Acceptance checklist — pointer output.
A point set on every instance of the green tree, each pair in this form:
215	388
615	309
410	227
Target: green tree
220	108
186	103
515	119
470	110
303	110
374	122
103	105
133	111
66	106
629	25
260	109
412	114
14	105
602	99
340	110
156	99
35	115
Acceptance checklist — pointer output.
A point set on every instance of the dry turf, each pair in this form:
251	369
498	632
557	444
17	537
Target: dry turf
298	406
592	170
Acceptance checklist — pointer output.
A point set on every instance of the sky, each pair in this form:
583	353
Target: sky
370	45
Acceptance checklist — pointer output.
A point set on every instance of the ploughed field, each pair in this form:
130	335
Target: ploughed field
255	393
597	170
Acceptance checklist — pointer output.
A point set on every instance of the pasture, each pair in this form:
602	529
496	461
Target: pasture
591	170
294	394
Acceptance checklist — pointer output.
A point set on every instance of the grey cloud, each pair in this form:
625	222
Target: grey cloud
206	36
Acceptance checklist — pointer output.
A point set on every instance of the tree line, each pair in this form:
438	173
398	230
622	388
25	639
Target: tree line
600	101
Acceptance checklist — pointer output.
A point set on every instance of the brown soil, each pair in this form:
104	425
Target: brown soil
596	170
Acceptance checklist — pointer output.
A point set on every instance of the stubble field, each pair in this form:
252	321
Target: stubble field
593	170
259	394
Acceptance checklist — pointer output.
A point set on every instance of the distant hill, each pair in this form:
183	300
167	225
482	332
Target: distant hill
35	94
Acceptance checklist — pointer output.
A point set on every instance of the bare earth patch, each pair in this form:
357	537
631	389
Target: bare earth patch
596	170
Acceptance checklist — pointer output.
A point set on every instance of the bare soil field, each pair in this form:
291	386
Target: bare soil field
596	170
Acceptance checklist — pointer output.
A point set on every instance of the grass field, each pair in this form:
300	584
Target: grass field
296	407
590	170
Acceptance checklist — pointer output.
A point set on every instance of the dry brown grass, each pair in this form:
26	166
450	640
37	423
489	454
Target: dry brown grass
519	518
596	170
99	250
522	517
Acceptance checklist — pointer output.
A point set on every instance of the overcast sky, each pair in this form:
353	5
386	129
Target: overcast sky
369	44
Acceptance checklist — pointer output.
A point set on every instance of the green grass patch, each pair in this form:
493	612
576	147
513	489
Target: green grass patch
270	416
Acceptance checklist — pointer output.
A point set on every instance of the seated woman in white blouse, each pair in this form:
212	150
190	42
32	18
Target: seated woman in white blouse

++++++++

:: Brief ::
Reproduce the entries above in full by retyping them exactly.

:: The answer ::
Acceptance checklist — pointer output.
A point set on every instance of the green tree, each pair in this form:
215	388
615	309
410	227
Target: green tree
220	108
186	103
515	119
470	110
303	110
374	122
103	105
133	111
66	106
629	25
260	109
412	114
14	105
602	99
340	110
156	99
35	115
Acceptance checklist — pointer output.
A point set on every instance of the dry turf, each pair in this form:
251	369
498	632
557	444
17	537
Target: dry turf
298	406
592	170
Acceptance checklist — pointer output.
A point set on every instance of the sky, each pair in this form:
583	353
Target: sky
370	45
Acceptance checklist — pointer output.
A point set on every instance of the ploughed field, each pair in this form:
130	335
Target: ploughed field
255	393
597	170
Acceptance checklist — pointer output.
A point set on every instance of the pasture, each pair in this form:
602	529
496	461
Target: pasture
591	170
294	394
Acceptance checklist — pointer output.
A point set on every instance of the grey cloud, each pair in this form:
625	222
Target: grey cloud
206	36
Acceptance checklist — pointer output.
A point set on every instance of the tree line, each pair in this form:
438	173
398	230
622	388
25	639
Target: tree line
600	101
Acceptance checklist — pointer output.
A point set on every instance of the brown soil, each pair in this form:
104	425
Target: brown soil
596	170
Acceptance checklist — pointer output.
A point set on every instance of the stubble field, each pair in this form:
252	321
Target: stubble field
593	170
259	394
Acceptance checklist — pointer output.
A point set on every instance of the distant hill, each pair in this form:
183	300
167	225
482	332
Target: distant hill
35	94
Acceptance checklist — pointer output.
A point set on every instance of the bare earth patch, each pair in this form:
357	537
631	389
Target: bare earth patch
596	170
Acceptance checklist — pointer output.
A point set on every instance of the bare soil field, each pair in this form:
291	386
Target: bare soil field
596	170
Acceptance checklist — pointer output.
A point set on every instance of the grass field, each pair in this form:
300	584
Target: grass field
296	407
590	170
Acceptance checklist — pointer output.
A point set on every instance of the dry brown grass, each pair in this form:
26	166
450	640
37	423
489	454
Target: dry brown grass
519	518
596	170
99	250
522	517
Acceptance checklist — pointer output.
A point set on every instance of the overcast sky, each pair in this form:
353	5
386	129
Target: overcast sky
369	44
Acceptance checklist — pointer output.
A point set on every instance of the green grass patch, each pair in this form:
493	612
576	147
513	489
Target: green grass patch
270	416
Acceptance checklist — pointer output.
A point set on every instance of the seated woman in white blouse, each pair in this form:
212	150
190	42
32	18
Target: seated woman in white blouse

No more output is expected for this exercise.